• [BRIEF] Line by line, output the data that follows exactly as written.

• [THE DATA]
-- Opening Marker --

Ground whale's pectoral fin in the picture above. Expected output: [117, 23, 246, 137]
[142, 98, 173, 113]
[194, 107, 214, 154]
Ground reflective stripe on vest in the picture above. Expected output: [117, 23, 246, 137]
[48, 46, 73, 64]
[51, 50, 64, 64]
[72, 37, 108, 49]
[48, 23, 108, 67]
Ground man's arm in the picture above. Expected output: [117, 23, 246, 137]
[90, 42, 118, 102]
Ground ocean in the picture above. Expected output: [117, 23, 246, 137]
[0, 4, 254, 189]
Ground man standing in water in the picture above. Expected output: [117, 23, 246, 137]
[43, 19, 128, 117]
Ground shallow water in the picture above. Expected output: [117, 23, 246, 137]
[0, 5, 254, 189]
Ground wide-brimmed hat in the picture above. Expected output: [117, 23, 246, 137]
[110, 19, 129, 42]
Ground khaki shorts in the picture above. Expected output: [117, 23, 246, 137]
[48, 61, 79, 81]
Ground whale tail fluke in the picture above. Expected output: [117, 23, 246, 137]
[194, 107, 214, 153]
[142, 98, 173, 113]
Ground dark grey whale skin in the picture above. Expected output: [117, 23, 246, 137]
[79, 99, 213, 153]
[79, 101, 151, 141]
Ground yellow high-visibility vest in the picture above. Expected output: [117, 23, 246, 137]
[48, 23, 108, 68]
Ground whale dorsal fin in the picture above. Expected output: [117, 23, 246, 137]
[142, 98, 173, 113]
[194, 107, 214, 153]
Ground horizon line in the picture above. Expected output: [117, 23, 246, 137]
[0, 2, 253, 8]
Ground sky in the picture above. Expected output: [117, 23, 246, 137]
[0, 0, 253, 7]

-- Closing Marker --

• [TASK ANSWER]
Ground whale's pectoral fin in the picture above. Expected output: [117, 23, 246, 137]
[142, 98, 173, 113]
[194, 107, 214, 154]
Ground reflective stripe on vest in the picture above. Expected output: [117, 23, 246, 137]
[48, 46, 73, 64]
[51, 50, 64, 64]
[72, 37, 108, 49]
[48, 23, 108, 67]
Ground man's arm in the picture above. Expected output: [117, 23, 246, 137]
[90, 42, 118, 102]
Ground ocean in the picture above. Expected output: [117, 23, 246, 137]
[0, 4, 254, 189]
Ground man standing in water in the picture above. Expected output: [117, 23, 246, 137]
[43, 19, 128, 117]
Ground shallow water in the picture above. Expected output: [117, 23, 246, 137]
[0, 5, 254, 189]
Ground wide-brimmed hat in the picture above. Expected output: [117, 23, 246, 137]
[110, 19, 129, 42]
Ground khaki shorts in the picture above. Expected output: [117, 23, 246, 137]
[48, 61, 79, 81]
Ground whale tail fluke in the picture above. Expected output: [117, 23, 246, 137]
[194, 107, 214, 153]
[142, 98, 173, 113]
Ground dark grey whale skin in the picture above. Expected output: [117, 23, 246, 137]
[79, 99, 213, 153]
[79, 101, 151, 141]
Ground yellow high-visibility vest in the picture above. Expected output: [117, 23, 246, 137]
[48, 23, 108, 68]
Ground whale dorsal fin in the picture above. Expected output: [117, 23, 246, 137]
[142, 98, 173, 113]
[194, 107, 214, 153]
Ground horizon line in the picture above. Expected output: [117, 23, 246, 137]
[0, 2, 253, 8]
Ground sky in the picture above. Expected output: [117, 23, 246, 137]
[0, 0, 253, 7]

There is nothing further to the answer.